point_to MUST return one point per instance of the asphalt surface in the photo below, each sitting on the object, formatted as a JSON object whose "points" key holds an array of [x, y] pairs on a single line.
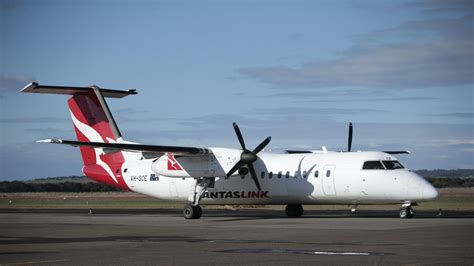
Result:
{"points": [[163, 237]]}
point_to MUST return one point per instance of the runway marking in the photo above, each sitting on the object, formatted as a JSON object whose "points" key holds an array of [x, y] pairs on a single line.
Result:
{"points": [[305, 252], [36, 262]]}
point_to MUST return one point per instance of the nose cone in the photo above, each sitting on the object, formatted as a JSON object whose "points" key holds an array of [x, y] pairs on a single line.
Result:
{"points": [[429, 192]]}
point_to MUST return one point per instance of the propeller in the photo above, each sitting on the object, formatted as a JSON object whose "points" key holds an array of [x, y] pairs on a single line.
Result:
{"points": [[247, 157], [349, 140]]}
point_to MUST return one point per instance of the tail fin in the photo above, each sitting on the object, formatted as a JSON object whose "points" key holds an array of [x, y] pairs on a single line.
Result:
{"points": [[93, 122]]}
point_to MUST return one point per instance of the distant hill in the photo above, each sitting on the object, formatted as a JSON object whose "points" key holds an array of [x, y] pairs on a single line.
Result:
{"points": [[439, 178]]}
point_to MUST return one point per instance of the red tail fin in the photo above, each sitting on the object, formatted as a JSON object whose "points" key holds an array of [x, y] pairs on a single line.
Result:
{"points": [[93, 122]]}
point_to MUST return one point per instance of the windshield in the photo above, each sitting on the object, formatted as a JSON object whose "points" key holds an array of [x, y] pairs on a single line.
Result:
{"points": [[390, 165]]}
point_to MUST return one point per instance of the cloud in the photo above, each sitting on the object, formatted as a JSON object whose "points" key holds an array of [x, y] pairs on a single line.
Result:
{"points": [[439, 52], [296, 36], [440, 6], [29, 120], [13, 83], [456, 115]]}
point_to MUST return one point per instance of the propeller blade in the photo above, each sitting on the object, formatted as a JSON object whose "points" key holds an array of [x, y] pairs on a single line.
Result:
{"points": [[262, 145], [254, 176], [239, 136], [349, 140], [236, 167]]}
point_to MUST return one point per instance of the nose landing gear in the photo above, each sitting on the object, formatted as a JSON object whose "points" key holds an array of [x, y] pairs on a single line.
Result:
{"points": [[294, 210], [192, 212], [406, 211]]}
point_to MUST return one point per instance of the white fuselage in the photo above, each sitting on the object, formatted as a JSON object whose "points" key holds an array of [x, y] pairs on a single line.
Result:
{"points": [[310, 178]]}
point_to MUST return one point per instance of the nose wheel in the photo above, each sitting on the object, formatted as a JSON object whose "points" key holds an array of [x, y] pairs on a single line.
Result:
{"points": [[406, 212], [192, 212], [294, 210]]}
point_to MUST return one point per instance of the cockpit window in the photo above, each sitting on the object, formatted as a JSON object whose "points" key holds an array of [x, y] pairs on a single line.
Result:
{"points": [[373, 165], [390, 165]]}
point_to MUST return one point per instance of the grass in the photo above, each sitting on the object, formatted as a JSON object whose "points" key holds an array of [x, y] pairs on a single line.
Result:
{"points": [[454, 199]]}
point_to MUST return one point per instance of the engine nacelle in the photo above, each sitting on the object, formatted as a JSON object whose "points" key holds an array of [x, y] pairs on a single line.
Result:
{"points": [[216, 164], [184, 167]]}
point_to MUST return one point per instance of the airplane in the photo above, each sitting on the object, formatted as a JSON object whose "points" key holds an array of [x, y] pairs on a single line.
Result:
{"points": [[218, 176]]}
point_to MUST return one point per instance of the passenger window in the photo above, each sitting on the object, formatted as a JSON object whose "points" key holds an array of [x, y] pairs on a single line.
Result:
{"points": [[373, 165], [391, 165]]}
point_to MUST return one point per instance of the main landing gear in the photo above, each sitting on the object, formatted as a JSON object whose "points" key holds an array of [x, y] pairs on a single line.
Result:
{"points": [[406, 211], [193, 210], [294, 210]]}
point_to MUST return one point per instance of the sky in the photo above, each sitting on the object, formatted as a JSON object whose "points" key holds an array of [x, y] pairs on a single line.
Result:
{"points": [[299, 71]]}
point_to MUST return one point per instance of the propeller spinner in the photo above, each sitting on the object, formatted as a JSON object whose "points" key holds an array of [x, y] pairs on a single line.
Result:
{"points": [[247, 157]]}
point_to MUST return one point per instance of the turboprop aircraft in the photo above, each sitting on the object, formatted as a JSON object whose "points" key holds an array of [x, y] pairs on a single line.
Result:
{"points": [[232, 176]]}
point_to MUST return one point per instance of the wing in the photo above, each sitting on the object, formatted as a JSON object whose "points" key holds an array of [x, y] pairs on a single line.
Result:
{"points": [[177, 150]]}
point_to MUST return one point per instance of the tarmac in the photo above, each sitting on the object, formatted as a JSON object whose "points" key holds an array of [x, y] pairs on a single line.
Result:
{"points": [[242, 237]]}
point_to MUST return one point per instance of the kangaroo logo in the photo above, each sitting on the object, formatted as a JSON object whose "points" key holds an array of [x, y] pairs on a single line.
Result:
{"points": [[93, 136]]}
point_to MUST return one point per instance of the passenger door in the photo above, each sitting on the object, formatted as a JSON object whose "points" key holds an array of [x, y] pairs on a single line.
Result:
{"points": [[328, 176]]}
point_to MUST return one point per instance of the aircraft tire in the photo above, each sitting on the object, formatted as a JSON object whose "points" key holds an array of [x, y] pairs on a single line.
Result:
{"points": [[199, 212], [406, 213], [294, 210], [192, 212]]}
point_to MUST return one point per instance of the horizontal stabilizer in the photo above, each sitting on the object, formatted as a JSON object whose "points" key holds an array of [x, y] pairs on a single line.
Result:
{"points": [[397, 152], [133, 147], [36, 88]]}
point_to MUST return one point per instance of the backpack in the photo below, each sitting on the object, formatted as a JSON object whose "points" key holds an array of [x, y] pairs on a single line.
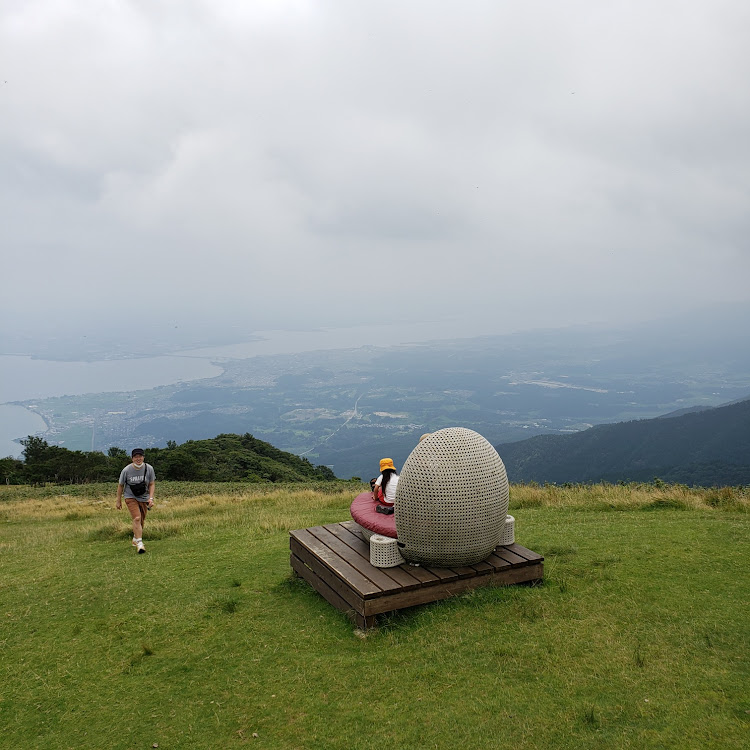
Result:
{"points": [[141, 488]]}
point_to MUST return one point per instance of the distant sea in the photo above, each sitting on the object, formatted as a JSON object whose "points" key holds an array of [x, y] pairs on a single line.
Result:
{"points": [[24, 379]]}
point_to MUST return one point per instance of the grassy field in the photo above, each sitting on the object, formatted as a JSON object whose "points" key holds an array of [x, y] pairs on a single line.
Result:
{"points": [[638, 638]]}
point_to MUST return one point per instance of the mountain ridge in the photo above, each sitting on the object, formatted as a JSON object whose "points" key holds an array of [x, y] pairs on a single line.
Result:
{"points": [[706, 448]]}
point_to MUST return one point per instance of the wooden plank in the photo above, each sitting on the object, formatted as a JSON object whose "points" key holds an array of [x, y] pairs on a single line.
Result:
{"points": [[497, 562], [362, 565], [353, 526], [483, 567], [510, 556], [320, 586], [400, 574], [425, 595], [443, 574], [331, 579], [341, 567]]}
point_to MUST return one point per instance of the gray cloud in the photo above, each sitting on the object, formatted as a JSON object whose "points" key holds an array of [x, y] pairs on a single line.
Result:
{"points": [[541, 163]]}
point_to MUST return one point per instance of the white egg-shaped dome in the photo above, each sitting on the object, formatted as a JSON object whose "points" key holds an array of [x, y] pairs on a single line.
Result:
{"points": [[451, 499]]}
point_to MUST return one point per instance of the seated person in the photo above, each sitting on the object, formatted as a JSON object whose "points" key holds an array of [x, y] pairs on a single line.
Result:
{"points": [[384, 487]]}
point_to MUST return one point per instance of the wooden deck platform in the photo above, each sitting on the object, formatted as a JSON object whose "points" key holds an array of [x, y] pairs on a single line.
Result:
{"points": [[335, 560]]}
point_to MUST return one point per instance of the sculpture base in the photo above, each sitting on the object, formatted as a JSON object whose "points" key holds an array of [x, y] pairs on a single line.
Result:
{"points": [[335, 561]]}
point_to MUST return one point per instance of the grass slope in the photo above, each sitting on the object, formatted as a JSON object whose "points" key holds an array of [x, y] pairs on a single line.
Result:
{"points": [[637, 639]]}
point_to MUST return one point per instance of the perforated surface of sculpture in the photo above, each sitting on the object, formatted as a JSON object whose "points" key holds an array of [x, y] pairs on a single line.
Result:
{"points": [[451, 500]]}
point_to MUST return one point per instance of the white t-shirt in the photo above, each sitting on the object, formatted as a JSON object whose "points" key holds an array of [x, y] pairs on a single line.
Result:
{"points": [[390, 490]]}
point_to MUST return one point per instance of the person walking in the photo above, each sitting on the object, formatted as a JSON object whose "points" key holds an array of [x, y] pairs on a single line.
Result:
{"points": [[137, 482]]}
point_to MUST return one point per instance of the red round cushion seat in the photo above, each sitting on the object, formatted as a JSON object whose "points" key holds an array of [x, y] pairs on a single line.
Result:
{"points": [[364, 513]]}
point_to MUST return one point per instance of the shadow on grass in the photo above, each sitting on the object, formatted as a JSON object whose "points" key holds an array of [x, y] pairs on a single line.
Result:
{"points": [[115, 531]]}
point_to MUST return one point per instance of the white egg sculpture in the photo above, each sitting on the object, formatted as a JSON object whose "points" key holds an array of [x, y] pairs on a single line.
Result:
{"points": [[451, 500]]}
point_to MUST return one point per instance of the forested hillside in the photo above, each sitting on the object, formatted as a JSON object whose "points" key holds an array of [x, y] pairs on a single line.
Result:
{"points": [[220, 459], [706, 448]]}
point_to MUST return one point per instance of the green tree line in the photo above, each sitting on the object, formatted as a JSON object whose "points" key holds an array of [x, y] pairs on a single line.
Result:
{"points": [[221, 459]]}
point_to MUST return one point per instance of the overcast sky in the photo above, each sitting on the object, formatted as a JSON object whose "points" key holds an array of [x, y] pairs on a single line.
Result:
{"points": [[330, 163]]}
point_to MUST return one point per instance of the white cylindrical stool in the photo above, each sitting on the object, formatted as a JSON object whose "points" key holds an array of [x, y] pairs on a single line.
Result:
{"points": [[384, 552], [508, 532]]}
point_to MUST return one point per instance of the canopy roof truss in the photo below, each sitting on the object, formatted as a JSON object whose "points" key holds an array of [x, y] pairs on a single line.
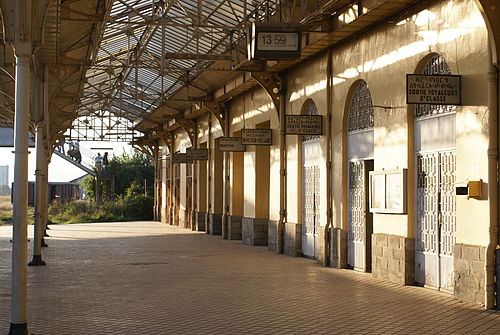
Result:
{"points": [[151, 49]]}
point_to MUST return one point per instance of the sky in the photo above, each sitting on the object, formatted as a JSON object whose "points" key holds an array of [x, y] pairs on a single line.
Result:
{"points": [[59, 169]]}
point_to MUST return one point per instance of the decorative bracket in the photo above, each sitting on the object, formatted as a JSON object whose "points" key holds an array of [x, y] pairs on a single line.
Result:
{"points": [[188, 126], [218, 110], [271, 82]]}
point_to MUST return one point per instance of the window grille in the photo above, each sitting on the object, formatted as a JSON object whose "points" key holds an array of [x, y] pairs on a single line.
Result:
{"points": [[361, 110], [435, 65], [311, 109]]}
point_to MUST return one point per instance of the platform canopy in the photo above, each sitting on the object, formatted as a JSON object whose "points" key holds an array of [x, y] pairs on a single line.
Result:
{"points": [[123, 70]]}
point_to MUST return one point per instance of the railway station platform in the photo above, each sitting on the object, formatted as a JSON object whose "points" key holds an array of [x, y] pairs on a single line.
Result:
{"points": [[150, 278]]}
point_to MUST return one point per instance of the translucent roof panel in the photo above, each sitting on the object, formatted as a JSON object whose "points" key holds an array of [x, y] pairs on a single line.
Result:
{"points": [[151, 49]]}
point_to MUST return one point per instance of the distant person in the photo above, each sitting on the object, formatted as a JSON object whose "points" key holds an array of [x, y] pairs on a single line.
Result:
{"points": [[98, 162], [105, 159]]}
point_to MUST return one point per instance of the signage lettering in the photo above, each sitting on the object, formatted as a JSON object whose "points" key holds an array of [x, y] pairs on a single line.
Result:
{"points": [[304, 124], [257, 136], [230, 144], [197, 154], [433, 89]]}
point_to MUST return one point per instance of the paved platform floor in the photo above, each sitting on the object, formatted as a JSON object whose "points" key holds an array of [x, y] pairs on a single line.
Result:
{"points": [[149, 278]]}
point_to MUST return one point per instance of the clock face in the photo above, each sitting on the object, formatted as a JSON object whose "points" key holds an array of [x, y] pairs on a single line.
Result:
{"points": [[277, 41]]}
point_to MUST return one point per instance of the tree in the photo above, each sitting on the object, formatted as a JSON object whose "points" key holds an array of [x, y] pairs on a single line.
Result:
{"points": [[129, 171]]}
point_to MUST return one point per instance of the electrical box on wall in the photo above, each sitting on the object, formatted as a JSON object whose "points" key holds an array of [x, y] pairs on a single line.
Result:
{"points": [[472, 190]]}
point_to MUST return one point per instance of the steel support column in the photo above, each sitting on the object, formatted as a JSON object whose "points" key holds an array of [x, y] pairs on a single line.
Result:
{"points": [[19, 312], [282, 113]]}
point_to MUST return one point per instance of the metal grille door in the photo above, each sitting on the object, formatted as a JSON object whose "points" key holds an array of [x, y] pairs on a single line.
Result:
{"points": [[357, 215], [310, 210], [435, 219]]}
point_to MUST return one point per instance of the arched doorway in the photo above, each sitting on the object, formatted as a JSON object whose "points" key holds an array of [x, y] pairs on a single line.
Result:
{"points": [[360, 163], [311, 153], [435, 210]]}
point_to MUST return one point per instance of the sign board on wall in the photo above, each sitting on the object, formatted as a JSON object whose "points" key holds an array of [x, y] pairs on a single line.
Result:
{"points": [[180, 158], [433, 89], [229, 144], [197, 154], [304, 124], [257, 136], [388, 191]]}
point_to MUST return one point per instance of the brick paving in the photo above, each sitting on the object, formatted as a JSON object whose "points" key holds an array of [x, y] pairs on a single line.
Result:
{"points": [[148, 278]]}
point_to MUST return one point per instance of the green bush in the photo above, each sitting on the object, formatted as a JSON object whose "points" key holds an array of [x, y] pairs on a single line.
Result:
{"points": [[81, 211]]}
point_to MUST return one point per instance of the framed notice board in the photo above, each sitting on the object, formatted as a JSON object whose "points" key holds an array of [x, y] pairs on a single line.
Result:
{"points": [[388, 191]]}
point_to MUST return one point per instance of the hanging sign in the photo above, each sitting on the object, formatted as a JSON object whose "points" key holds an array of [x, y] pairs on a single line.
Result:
{"points": [[180, 158], [304, 124], [257, 136], [273, 41], [230, 144], [197, 154], [433, 89]]}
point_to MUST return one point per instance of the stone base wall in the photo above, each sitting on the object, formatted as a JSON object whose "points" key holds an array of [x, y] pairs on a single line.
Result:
{"points": [[469, 263], [393, 258], [338, 248], [224, 226], [185, 219], [320, 246], [273, 236], [293, 239], [234, 227], [215, 223], [254, 231], [200, 219]]}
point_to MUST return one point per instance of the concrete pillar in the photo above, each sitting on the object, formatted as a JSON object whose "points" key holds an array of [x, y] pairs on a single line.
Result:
{"points": [[19, 312]]}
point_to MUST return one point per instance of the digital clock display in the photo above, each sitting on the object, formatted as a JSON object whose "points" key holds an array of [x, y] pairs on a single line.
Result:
{"points": [[277, 41]]}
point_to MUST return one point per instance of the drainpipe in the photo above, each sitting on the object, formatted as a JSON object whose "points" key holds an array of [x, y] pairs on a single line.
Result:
{"points": [[493, 185], [39, 172], [45, 187], [329, 214], [209, 175], [227, 188], [155, 184], [281, 113], [19, 312], [171, 173], [194, 183]]}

* * *

**YOUR OBJECTIVE**
Return the lines above, from the one containing "point_to MUST return one point per instance of the concrete" to the end, exactly as they stand.

**RESULT BELOW**
point_to MUST return one point per instance of the concrete pillar in the photo above, each sitting on the object, formatted as a JSON object whose "points" key holds an array of [x, y] pairs on a single line.
Result:
{"points": [[19, 312]]}
point_to MUST return one point per instance of the digital clock display in the photo above, each sitting on the object, formatted as a JSON object whose "points" key holds an array of [x, y] pairs on a single line.
Result:
{"points": [[277, 41]]}
point_to MUST return one point per instance of the drainpipe in the photo above, each sitting on the object, formatted as a JSON object whose "points" key holds an array of [x, y] pairs on a single line.
Result:
{"points": [[493, 185], [39, 172], [45, 187], [329, 214], [209, 175], [227, 188], [155, 184], [281, 113], [19, 312], [171, 173], [194, 183]]}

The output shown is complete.